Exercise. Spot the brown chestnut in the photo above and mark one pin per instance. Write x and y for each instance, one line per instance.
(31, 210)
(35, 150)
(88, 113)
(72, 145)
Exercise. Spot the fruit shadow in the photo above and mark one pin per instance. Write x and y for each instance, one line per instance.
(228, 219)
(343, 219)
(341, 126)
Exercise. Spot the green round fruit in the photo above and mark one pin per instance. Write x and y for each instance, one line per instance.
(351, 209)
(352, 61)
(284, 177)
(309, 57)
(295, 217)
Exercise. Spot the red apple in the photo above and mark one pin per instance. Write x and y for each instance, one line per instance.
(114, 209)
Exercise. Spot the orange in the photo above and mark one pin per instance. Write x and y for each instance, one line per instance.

= = = =

Quote all the records above word for word.

» **Finished task**:
Exercise. Spot the brown chestnut in the photo above and mark one pin per instance. Write x and y for each instance, one line per instance.
(31, 210)
(35, 150)
(88, 113)
(72, 145)
Exercise. Spot the fruit shadow in the photo above and mark one pin per instance. Write x and y for each instance, one line per instance.
(228, 219)
(343, 219)
(341, 126)
Exercise. Spot the green round fruit in the photo above and mark one pin per instance. Write x and y for each instance, one line per instance.
(351, 209)
(352, 61)
(284, 177)
(309, 57)
(295, 217)
Exercise. Spot the red apple in the photo above and mark one pin per instance. Write x and y for each instance, one line per instance.
(114, 209)
Exercise. Spot the orange in the photo above and mark one pin per instance. Write x and y for each instance, one line per instance.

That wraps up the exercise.